### Aim
Copy out the material below word for word, starting with the line containing "Reviewer note: every instance of the glasses frame" and going on through the line containing "column 180, row 198", and leave out any pictures in that stretch.

__________

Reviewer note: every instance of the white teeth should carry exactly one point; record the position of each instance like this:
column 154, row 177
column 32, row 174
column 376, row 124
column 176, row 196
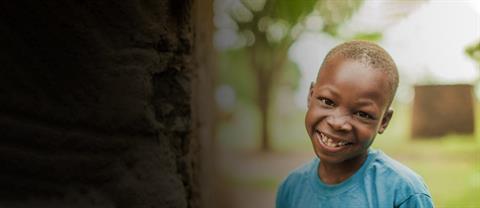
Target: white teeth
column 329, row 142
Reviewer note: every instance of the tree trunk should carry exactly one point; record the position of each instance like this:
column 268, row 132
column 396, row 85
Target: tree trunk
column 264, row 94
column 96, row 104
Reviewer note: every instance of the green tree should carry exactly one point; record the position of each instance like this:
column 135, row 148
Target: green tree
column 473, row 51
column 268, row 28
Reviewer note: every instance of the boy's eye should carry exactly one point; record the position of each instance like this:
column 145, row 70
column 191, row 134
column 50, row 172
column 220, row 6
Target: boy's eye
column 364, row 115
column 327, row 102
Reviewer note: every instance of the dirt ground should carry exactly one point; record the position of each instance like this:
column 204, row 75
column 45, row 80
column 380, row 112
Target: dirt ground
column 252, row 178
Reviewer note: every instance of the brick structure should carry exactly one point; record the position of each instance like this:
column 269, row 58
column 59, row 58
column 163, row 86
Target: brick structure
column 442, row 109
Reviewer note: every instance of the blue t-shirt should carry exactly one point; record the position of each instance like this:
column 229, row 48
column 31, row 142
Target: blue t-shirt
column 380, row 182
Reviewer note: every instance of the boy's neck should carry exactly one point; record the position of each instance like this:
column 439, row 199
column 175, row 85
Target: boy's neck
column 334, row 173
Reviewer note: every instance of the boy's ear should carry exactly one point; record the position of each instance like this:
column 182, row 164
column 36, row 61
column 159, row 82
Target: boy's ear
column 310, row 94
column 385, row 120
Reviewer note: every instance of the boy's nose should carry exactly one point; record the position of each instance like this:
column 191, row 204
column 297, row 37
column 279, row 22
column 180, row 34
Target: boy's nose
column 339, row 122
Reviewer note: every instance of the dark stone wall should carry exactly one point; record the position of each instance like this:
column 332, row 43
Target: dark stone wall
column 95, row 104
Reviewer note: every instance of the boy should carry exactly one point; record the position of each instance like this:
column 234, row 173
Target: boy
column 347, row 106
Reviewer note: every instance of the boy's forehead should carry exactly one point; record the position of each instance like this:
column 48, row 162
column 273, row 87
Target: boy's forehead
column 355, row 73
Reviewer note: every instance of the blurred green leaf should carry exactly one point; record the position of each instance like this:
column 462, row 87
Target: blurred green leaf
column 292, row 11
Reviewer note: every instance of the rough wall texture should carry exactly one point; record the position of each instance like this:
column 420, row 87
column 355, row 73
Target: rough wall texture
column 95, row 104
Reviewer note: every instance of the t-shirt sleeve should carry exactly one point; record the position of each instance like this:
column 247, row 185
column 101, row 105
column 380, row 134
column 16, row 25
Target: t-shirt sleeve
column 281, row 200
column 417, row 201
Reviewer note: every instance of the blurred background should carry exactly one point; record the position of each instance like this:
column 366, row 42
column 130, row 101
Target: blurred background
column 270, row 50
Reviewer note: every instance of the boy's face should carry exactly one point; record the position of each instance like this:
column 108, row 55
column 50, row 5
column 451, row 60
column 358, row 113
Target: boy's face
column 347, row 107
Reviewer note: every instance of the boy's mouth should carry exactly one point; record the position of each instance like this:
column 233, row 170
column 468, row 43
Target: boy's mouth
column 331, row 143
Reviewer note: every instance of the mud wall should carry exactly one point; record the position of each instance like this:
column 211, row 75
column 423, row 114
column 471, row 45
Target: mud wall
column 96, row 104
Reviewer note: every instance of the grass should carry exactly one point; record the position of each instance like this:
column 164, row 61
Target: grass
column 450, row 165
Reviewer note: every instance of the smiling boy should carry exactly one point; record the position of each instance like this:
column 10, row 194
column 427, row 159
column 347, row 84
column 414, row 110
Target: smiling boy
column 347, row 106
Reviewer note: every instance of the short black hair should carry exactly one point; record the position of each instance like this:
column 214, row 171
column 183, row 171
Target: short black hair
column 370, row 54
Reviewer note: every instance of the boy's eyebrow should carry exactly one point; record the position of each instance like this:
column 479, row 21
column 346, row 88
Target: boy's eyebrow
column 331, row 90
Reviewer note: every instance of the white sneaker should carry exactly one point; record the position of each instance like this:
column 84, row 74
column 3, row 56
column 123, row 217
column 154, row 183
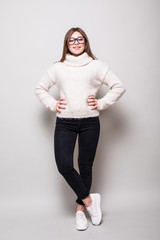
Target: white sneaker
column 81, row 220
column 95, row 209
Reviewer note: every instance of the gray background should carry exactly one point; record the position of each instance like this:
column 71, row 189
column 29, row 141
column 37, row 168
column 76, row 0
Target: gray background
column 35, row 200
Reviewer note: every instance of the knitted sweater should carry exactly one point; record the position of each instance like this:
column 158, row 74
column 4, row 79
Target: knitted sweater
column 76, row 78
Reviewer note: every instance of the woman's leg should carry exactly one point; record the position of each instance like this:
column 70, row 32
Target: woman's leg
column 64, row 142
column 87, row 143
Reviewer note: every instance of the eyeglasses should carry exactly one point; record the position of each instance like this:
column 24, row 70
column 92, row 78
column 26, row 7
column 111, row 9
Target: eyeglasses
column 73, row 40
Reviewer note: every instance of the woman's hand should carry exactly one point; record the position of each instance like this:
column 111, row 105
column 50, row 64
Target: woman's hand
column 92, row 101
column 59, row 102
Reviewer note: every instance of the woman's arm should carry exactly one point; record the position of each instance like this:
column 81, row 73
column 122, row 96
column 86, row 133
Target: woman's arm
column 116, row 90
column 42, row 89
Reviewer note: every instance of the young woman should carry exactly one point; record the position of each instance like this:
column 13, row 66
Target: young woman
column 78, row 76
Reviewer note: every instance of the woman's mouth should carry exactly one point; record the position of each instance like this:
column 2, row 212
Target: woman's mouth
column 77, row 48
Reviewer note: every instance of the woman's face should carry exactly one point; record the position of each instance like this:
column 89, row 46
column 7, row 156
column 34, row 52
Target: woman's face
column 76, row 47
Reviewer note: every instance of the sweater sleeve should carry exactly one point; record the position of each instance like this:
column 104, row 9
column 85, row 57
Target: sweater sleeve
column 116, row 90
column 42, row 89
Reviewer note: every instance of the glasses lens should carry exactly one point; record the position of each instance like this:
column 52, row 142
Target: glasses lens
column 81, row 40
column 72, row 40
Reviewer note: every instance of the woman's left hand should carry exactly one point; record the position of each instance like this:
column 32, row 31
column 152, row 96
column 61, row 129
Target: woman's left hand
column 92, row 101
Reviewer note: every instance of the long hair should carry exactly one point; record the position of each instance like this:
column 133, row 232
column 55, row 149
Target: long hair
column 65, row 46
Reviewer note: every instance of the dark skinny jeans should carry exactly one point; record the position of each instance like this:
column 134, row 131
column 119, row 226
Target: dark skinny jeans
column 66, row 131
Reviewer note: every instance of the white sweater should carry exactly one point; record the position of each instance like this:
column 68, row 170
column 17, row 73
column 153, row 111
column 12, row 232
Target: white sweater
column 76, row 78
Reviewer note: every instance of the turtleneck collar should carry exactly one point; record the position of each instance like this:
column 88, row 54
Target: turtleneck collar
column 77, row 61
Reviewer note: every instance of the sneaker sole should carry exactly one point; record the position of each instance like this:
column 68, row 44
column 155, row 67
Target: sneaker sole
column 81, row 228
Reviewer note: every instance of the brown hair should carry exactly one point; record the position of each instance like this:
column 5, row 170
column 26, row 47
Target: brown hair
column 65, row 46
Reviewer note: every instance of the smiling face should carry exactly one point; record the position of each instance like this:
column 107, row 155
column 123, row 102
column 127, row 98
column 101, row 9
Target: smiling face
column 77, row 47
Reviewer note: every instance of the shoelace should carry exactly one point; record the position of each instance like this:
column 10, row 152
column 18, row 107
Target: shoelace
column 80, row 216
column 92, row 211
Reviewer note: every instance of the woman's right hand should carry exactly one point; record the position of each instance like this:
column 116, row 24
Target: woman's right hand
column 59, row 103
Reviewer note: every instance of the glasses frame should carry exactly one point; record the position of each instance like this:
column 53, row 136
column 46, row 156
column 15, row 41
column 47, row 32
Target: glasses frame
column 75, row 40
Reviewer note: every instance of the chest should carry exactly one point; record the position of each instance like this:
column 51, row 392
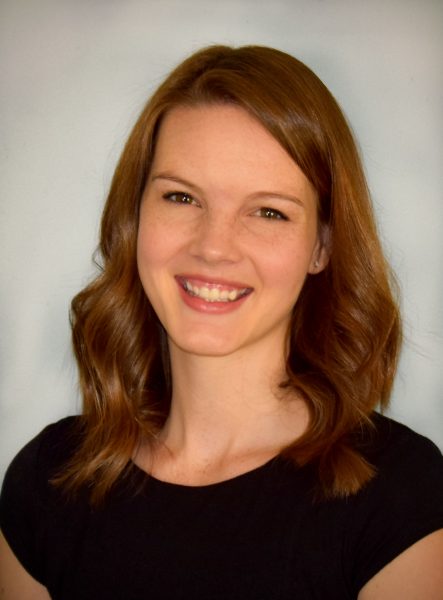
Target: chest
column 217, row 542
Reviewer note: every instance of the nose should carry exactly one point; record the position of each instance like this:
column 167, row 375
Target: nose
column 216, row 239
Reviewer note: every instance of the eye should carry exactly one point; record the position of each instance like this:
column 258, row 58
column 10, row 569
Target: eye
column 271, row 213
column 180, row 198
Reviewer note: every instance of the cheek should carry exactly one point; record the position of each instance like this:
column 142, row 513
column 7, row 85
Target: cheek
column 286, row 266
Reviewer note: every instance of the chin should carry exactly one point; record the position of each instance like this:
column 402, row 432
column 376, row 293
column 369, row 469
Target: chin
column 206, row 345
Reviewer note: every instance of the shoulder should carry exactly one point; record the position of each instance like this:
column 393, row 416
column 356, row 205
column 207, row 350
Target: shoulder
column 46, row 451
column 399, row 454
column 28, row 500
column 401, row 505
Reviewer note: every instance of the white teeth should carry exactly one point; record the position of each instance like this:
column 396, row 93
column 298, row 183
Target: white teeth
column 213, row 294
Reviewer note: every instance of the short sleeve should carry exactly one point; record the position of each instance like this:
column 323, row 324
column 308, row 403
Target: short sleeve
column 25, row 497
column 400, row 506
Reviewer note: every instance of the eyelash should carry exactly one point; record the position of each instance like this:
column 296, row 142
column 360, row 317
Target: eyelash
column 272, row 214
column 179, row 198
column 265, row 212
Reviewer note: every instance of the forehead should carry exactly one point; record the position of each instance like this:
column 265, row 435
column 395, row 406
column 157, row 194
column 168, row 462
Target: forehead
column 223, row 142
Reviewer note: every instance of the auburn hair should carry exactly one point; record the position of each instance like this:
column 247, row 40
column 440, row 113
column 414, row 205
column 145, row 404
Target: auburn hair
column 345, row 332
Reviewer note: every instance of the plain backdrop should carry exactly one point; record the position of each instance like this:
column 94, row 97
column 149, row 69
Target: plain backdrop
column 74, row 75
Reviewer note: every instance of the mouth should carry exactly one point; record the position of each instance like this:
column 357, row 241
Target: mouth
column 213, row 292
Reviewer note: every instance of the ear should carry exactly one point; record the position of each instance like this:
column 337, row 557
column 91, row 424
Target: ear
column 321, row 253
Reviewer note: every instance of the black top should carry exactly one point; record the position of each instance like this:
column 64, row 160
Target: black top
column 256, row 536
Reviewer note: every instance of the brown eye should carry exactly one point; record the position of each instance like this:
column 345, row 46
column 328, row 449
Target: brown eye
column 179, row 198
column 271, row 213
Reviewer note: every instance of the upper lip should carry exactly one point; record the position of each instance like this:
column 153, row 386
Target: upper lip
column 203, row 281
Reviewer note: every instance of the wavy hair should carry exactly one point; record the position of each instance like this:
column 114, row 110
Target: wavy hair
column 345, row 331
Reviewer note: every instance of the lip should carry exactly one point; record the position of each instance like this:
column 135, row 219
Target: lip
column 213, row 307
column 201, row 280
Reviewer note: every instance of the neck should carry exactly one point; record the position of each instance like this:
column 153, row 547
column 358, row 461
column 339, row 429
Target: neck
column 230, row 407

__________

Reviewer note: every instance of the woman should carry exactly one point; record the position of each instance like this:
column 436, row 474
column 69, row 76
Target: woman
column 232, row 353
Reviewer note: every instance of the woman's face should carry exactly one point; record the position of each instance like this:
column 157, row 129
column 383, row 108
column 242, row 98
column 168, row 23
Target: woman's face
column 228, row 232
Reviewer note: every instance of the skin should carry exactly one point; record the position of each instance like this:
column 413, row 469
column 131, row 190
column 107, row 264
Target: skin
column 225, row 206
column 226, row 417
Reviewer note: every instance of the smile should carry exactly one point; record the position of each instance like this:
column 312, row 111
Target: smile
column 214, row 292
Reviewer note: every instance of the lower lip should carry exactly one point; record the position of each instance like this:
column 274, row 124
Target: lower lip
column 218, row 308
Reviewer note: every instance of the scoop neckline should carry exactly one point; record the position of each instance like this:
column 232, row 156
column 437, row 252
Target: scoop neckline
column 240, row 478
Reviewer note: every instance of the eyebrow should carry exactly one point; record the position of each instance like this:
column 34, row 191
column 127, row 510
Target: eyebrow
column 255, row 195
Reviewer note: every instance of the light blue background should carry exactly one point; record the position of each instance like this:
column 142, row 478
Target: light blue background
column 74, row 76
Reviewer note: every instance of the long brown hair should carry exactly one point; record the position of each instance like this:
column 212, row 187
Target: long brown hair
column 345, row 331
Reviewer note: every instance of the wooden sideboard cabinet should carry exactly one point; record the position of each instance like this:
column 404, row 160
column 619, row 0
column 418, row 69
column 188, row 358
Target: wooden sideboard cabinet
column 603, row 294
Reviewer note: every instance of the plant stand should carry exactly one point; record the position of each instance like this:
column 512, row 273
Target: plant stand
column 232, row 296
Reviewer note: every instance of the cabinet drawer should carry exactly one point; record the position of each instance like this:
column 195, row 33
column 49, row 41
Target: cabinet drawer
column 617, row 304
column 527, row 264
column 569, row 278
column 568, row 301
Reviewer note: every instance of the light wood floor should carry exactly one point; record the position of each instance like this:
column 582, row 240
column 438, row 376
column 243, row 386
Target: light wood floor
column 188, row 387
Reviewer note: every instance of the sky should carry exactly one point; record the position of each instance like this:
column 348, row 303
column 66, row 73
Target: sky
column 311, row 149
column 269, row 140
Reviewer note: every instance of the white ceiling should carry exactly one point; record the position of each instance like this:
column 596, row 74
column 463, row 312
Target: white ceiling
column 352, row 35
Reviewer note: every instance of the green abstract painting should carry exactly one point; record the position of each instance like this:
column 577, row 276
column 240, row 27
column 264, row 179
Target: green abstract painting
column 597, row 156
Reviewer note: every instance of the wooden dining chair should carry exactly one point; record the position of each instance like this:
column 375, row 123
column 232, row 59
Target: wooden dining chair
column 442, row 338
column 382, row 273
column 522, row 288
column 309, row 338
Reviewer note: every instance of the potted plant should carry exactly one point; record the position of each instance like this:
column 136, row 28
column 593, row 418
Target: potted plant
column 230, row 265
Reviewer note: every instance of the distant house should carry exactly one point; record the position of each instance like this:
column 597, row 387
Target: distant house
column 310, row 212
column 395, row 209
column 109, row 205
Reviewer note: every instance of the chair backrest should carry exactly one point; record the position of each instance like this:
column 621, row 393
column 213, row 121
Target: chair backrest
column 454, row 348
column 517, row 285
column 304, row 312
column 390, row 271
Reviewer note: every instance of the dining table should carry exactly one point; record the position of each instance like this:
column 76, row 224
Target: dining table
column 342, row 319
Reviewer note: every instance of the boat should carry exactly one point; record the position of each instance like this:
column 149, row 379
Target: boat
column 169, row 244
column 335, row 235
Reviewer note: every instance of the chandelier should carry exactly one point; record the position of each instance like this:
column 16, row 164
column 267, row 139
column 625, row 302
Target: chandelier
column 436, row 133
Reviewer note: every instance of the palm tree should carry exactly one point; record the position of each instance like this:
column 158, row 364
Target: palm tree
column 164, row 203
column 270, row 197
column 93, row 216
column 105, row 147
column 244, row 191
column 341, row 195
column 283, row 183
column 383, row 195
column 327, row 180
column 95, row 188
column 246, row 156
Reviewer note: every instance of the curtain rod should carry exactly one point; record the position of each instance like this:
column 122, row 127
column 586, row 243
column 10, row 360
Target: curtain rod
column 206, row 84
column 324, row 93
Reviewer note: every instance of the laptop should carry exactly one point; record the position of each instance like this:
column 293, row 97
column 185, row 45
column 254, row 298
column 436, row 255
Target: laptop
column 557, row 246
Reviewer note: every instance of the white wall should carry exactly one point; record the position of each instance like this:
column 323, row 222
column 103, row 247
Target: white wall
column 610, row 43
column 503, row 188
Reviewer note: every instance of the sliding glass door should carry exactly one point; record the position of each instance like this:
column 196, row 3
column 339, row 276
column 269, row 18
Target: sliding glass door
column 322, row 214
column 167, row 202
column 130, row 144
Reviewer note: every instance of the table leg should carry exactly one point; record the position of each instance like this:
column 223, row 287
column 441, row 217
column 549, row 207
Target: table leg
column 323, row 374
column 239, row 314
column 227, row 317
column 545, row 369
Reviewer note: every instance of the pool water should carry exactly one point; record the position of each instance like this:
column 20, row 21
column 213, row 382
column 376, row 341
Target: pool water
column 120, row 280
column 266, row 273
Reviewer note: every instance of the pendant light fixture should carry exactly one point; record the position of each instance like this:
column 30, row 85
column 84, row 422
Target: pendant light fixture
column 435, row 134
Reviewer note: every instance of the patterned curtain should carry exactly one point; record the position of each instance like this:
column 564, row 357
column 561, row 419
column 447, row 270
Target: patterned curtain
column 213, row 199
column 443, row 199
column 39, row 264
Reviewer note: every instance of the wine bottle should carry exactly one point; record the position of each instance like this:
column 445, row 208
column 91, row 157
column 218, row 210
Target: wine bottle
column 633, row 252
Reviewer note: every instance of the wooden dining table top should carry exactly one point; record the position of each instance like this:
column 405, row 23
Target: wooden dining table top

__________

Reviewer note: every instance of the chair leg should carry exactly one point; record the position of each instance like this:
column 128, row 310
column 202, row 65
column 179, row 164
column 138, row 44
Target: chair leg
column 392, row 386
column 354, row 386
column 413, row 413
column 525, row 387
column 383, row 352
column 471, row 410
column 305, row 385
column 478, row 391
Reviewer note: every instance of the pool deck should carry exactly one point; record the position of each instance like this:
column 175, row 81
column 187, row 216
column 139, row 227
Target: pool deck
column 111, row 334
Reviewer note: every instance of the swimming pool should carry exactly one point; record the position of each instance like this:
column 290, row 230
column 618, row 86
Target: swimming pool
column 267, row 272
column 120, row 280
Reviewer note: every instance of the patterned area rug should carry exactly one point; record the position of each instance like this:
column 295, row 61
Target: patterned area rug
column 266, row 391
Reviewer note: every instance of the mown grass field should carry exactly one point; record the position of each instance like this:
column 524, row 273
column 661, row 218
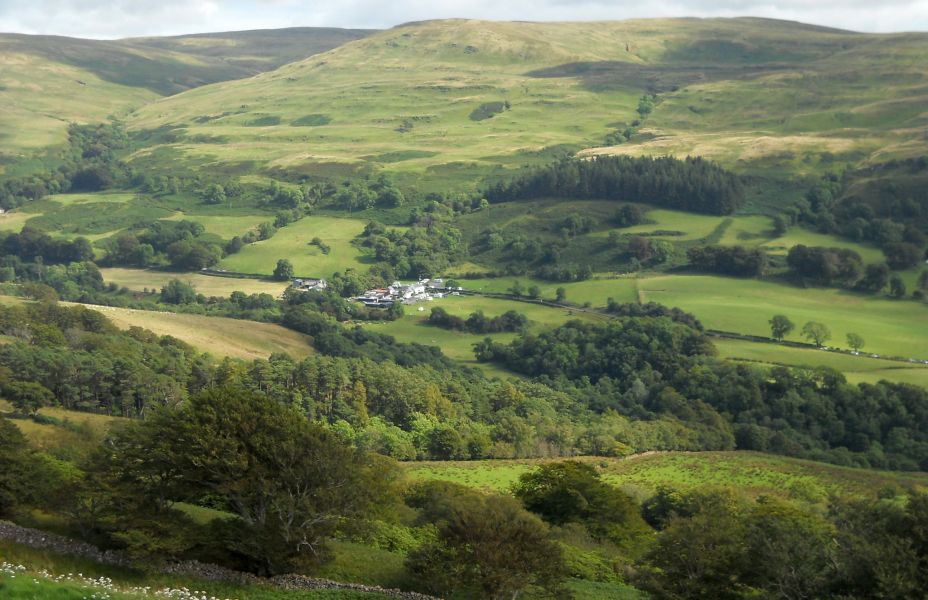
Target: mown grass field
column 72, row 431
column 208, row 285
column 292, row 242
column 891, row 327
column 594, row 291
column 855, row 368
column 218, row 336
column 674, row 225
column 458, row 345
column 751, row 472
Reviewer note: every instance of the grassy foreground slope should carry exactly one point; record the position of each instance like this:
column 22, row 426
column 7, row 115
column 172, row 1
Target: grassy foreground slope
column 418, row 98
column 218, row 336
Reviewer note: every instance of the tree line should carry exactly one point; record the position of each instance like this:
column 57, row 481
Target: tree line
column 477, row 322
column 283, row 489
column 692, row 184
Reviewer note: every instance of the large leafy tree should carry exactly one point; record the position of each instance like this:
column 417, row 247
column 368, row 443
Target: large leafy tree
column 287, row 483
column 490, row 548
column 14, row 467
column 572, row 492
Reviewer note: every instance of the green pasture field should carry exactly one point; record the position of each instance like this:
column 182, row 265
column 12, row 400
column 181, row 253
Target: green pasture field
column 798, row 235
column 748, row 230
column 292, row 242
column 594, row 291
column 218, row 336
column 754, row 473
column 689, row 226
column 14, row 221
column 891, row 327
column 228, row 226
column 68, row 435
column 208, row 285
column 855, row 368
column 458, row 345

__________

### Reply to the exercise
Reviewer note: every instance of the glasses frame should carry exactly one point; record the position of each instance like this:
column 53, row 136
column 46, row 156
column 15, row 41
column 47, row 32
Target: glasses frame
column 75, row 40
Reviewer note: every instance of the chest should carry exactly one point; record the position of each instance like this:
column 51, row 392
Target: chest
column 217, row 542
Reviewer note: every instance of the nose should carry exactly one point; record the position of each instance like this:
column 167, row 375
Target: nose
column 216, row 239
Reviewer note: every instance of the eye should carry exactly one point; record the position of each instance like this:
column 258, row 58
column 10, row 569
Target: eye
column 271, row 213
column 180, row 198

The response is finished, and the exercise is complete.